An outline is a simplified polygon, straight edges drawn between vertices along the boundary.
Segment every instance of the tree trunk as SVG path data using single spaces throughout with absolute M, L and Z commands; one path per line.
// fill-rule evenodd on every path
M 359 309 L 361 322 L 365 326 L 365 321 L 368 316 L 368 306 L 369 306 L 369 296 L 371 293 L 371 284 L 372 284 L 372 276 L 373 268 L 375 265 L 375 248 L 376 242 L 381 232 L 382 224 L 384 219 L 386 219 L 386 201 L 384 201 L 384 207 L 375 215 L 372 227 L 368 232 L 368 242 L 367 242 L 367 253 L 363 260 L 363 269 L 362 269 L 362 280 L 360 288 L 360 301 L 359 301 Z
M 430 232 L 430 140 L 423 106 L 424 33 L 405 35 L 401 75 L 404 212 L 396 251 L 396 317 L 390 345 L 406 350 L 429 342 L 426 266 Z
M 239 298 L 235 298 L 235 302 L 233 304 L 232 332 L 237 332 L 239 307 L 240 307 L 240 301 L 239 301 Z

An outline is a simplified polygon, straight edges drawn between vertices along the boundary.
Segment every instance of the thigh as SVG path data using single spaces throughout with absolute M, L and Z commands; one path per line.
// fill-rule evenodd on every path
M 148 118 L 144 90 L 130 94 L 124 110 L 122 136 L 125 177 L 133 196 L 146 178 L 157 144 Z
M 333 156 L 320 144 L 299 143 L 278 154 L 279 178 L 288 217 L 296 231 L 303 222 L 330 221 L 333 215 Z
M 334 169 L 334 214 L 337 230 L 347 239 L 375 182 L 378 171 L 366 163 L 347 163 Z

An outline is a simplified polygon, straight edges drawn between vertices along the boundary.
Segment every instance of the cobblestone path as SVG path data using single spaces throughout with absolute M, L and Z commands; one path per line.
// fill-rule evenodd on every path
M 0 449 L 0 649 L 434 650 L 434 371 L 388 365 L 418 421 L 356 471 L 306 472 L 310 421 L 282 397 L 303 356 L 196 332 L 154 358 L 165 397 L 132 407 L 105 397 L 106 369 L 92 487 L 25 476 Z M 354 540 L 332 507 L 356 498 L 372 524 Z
■ ■ ■ ■ ■ ■ ■
■ What you have to do ■
Copy all of the rows above word for word, keeping their original order and line breaks.

■ Task output ■
An outline is a simplified polygon, straight edges drawn between vertices along the boundary.
Segment every instance of the tree trunk as SVG path data using single spaces throughout with absolute M, L and Z commands; one path per line.
// fill-rule evenodd on every path
M 359 309 L 361 322 L 365 326 L 365 321 L 368 316 L 368 306 L 369 306 L 369 296 L 371 293 L 371 284 L 372 284 L 372 276 L 373 268 L 375 265 L 375 248 L 376 242 L 381 232 L 382 224 L 384 219 L 386 219 L 386 201 L 384 201 L 384 207 L 375 215 L 372 227 L 368 232 L 368 242 L 367 242 L 367 253 L 363 260 L 363 269 L 362 269 L 362 280 L 360 288 L 360 301 L 359 301 Z
M 430 232 L 430 140 L 423 106 L 424 33 L 405 35 L 401 75 L 404 212 L 396 251 L 396 317 L 390 345 L 406 350 L 429 342 L 426 266 Z
M 239 298 L 235 298 L 235 302 L 233 304 L 232 332 L 237 332 L 239 307 L 240 307 L 240 301 L 239 301 Z

An outline is a simplified polygon, straight edges drawn between vertices along the boundary.
Segment every instance of the thigh as SVG path data using single spaces throughout with absolute M, L and Z commands; one path per line.
// fill-rule evenodd on every path
M 148 118 L 144 90 L 130 94 L 124 110 L 122 136 L 125 177 L 133 196 L 146 178 L 157 144 Z
M 333 156 L 320 144 L 299 143 L 278 154 L 279 178 L 288 217 L 296 231 L 303 222 L 330 221 L 333 215 Z
M 334 169 L 334 214 L 337 230 L 347 239 L 375 182 L 378 171 L 366 163 L 347 163 Z

An outline is a simplified polygon, straight edges drawn between vertices along the boundary.
Segment every instance of the cobblestone path as SVG path data using single spaces throughout with absolute M, L and Z commands; one path per line.
// fill-rule evenodd on every path
M 0 449 L 0 649 L 434 650 L 434 371 L 388 365 L 418 421 L 356 471 L 306 472 L 310 421 L 282 397 L 303 356 L 196 332 L 154 358 L 165 397 L 132 407 L 105 397 L 106 369 L 92 487 L 25 476 Z M 354 540 L 332 507 L 356 498 L 372 524 Z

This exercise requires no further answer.